• REQUIRED ACTION:
Could you retype all of the entries below word for word?

+--

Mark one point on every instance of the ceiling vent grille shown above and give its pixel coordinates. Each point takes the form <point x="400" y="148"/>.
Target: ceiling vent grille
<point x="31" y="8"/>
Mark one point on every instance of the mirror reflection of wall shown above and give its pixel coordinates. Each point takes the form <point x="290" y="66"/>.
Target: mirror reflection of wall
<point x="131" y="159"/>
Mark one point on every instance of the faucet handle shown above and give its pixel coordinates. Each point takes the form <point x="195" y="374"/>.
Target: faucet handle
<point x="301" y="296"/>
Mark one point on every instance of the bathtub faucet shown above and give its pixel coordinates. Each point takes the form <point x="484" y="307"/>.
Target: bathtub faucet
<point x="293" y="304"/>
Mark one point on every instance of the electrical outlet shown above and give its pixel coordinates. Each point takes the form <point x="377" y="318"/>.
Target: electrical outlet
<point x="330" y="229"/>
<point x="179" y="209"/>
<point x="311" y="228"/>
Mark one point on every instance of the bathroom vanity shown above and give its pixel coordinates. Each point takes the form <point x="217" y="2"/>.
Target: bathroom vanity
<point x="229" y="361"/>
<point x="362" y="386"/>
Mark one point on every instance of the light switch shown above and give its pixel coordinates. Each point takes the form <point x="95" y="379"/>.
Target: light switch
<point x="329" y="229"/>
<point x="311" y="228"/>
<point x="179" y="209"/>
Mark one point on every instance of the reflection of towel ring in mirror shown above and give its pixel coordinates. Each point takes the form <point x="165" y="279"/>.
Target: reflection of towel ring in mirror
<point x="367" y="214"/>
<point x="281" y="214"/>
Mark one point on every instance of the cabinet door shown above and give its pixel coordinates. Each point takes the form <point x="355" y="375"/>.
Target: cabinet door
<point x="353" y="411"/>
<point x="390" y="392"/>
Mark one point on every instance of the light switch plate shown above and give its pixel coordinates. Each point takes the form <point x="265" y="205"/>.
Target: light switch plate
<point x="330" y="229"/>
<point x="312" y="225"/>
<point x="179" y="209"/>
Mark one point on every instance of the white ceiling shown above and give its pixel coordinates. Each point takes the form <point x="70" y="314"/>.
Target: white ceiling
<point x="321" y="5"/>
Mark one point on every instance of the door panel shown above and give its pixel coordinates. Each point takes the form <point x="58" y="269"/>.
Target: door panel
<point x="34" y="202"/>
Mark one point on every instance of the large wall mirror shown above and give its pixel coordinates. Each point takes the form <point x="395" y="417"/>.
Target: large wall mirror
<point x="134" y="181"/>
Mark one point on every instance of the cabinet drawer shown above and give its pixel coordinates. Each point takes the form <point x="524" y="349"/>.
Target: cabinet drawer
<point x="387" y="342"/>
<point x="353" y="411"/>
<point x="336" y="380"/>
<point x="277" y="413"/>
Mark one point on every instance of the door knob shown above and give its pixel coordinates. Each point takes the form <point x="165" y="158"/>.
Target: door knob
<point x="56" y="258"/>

+--

• FINISHED EXERCISE:
Mark one point on every instance of the ceiling vent grille shown above and give its pixel coordinates. Each point takes the form <point x="400" y="148"/>.
Target: ceiling vent grille
<point x="31" y="8"/>
Mark one point on every instance of the mirror reflection of wall shown above and give its pixel coordinates. Each point takes the form <point x="290" y="66"/>.
Target: mirror reflection of wall
<point x="131" y="159"/>
Mark one point on every instance of the faucet handle shown above and give its pixel coordinates. Each point takes the form <point x="195" y="374"/>.
Target: faucet handle
<point x="301" y="296"/>
Mark one point on every instance of the bathtub faucet shown above and give its pixel coordinates. Each point takes the form <point x="484" y="307"/>.
Target: bathtub faucet
<point x="293" y="304"/>
Mark one point on every instance of the electrical outlet shown above and give its pixel coordinates. Each point takes the form <point x="377" y="318"/>.
Target: electrical outlet
<point x="330" y="229"/>
<point x="179" y="209"/>
<point x="311" y="228"/>
Mark one point on every instance of the bathroom vanity shown above and give its pixel coordinates. Each point takes the form <point x="217" y="2"/>.
Target: bathroom vanity
<point x="229" y="361"/>
<point x="362" y="386"/>
Mark one point on every instance of the light switch shown above and give its pixel coordinates. Each point takes the form <point x="95" y="379"/>.
Target: light switch
<point x="329" y="229"/>
<point x="311" y="228"/>
<point x="179" y="209"/>
Mark one point on every instance of the reflection of towel ring in mirror shown above and give its pixel coordinates. Each point takes the form <point x="165" y="279"/>.
Target: reflection of towel ring in mirror
<point x="367" y="214"/>
<point x="281" y="214"/>
Mark one point on every instance of the cabinet door shown above and give its pixel coordinates. Each point takes the form <point x="355" y="375"/>.
Target: cabinet door
<point x="353" y="411"/>
<point x="390" y="392"/>
Mark one point on every instance of the light switch plate shown above and give its pixel coordinates. Each point takes the form <point x="265" y="205"/>.
Target: light switch plate
<point x="330" y="229"/>
<point x="312" y="225"/>
<point x="179" y="209"/>
Mark one point on every instance of the white ceiling shown above and give its pixel coordinates. Each point takes the form <point x="70" y="314"/>.
Target: white ceiling
<point x="321" y="5"/>
Mark one point on every instance of the door panel shown above and give its pixel coordinates. Each point takes the form <point x="58" y="269"/>.
Target: door panel
<point x="34" y="202"/>
Mark one point on every instance of the large wall mirror shown above and give its pixel coordinates. Each point takes the form <point x="395" y="417"/>.
Target: large wall mirror
<point x="134" y="181"/>
Mark one point on every instance of the cabinet drawer shown above and give its pixel coordinates. Each point takes the form <point x="524" y="349"/>.
Target: cabinet drawer
<point x="387" y="342"/>
<point x="353" y="411"/>
<point x="336" y="380"/>
<point x="277" y="413"/>
Mark one point on every instance of the door knob shown above and give its pixel coordinates. Each point takes the form <point x="165" y="158"/>.
Target: door knob
<point x="56" y="258"/>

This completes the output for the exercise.